Reproduce the paragraph on Providencia and carbapenemase-producing strains word for word.

- TEXT SECTION

▽

The genus Providencia comprises part of the natural human gut flora but may also cause infections, including travelers’ diarrhea, urinary tract infections, and other nosocomial infections [1]. Treatment of these infections is challenging because Providencia rettgeri strains are intrinsically resistant to many antimicrobials including ampicillin, first generation cephalosporins, polymyxins and tigecycline [2]. Furthermore, in recent years P. rettgeri has become increasingly important because of the emergence of carbapenemase-producing strains [3, 4]. Carbapenemases are enzymes known to hydrolase almost all types of β-lactams [5]. The New Delhi metallo-β-lactamase (NDM-1) has been firstly identified in 2009 in a Swedish patient who had been previously hospitalized in New Delhi, India [6]. The first occurrence of NDM-1 producers was reported in clinical isolates of P. rettgeri in Israel in 2013 [7]. Since then, other cases have been reported in Mexico, Brazil, Argentina, Ecuador, Canada, and Nepal [3, 4, 8,9,10,11,12,13].

△

- SUPPLIED INFORMATION
▽

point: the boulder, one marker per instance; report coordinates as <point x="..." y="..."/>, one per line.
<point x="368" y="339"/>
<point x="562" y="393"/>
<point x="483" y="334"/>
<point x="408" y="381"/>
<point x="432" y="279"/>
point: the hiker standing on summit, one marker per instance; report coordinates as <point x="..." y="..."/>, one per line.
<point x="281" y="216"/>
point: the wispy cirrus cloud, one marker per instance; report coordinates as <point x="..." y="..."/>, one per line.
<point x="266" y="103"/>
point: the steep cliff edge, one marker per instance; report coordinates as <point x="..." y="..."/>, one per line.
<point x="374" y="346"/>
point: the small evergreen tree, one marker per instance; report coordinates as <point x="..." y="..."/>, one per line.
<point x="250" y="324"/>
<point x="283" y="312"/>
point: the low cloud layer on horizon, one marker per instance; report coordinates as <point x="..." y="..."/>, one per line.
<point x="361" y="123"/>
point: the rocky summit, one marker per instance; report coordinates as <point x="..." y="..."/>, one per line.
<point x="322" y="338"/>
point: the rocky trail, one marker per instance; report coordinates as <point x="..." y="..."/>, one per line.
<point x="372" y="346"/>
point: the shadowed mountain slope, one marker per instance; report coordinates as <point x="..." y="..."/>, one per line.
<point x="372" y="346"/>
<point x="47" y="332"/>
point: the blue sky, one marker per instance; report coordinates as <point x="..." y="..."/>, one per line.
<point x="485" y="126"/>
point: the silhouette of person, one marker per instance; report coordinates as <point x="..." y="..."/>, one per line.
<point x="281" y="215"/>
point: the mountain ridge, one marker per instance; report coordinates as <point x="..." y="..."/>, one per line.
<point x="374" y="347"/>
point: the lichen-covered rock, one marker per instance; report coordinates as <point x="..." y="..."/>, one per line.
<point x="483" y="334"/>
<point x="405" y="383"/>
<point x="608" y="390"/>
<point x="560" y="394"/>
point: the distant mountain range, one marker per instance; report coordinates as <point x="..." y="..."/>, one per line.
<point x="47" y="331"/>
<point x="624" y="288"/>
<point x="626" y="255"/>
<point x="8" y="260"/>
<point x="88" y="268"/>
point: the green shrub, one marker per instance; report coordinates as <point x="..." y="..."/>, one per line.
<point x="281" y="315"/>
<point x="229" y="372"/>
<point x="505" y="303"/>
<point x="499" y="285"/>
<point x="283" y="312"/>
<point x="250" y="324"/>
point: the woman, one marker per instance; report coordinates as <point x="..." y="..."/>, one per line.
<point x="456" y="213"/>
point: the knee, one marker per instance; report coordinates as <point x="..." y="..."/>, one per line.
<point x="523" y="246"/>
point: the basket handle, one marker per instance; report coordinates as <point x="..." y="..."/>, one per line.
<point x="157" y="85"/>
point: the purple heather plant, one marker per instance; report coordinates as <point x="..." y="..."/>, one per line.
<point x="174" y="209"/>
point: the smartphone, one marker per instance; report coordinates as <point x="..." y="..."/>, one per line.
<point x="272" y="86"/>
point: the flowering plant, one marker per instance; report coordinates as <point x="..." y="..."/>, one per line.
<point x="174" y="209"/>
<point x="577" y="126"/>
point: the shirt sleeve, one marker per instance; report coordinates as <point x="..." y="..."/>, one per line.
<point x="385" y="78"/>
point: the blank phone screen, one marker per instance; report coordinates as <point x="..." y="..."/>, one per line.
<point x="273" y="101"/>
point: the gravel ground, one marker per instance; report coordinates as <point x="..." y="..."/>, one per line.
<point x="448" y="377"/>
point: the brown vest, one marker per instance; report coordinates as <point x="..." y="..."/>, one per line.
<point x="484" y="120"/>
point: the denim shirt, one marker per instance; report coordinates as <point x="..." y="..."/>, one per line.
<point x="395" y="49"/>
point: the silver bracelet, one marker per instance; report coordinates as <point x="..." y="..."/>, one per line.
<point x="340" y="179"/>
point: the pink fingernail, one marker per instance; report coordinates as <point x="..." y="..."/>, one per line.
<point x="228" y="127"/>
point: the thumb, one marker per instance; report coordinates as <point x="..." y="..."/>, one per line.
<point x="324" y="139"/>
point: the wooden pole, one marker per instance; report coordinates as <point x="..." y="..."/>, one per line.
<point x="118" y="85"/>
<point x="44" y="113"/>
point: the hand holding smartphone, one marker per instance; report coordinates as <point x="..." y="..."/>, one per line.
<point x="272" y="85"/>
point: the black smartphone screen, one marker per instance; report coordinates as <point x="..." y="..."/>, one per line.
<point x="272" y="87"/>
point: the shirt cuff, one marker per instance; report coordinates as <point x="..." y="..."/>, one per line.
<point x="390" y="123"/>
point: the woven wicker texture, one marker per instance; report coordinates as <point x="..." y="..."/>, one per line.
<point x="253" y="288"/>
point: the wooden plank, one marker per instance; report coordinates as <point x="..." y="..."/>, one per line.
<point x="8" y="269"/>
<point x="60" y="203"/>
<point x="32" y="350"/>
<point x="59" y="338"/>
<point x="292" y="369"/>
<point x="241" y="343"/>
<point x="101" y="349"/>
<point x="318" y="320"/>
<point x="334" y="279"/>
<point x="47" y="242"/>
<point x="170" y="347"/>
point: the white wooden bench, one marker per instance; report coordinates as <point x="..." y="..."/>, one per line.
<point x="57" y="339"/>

△

- ANSWER SPACE
The genus Providencia comprises part of the natural human gut flora but may also cause infections, including travelers’ diarrhea, urinary tract infections, and other nosocomial infections [1]. Treatment of these infections is challenging because Providencia rettgeri strains are intrinsically resistant to many antimicrobials including ampicillin, first generation cephalosporins, polymyxins and tigecycline [2]. Furthermore, in recent years P. rettgeri has become increasingly important because of the emergence of carbapenemase-producing strains [3, 4]. Carbapenemases are enzymes known to hydrolase almost all types of β-lactams [5]. The New Delhi metallo-β-lactamase (NDM-1) has been firstly identified in 2009 in a Swedish patient who had been previously hospitalized in New Delhi, India [6]. The first occurrence of NDM-1 producers was reported in clinical isolates of P. rettgeri in Israel in 2013 [7]. Since then, other cases have been reported in Mexico, Brazil, Argentina, Ecuador, Canada, and Nepal [3, 4, 8,9,10,11,12,13].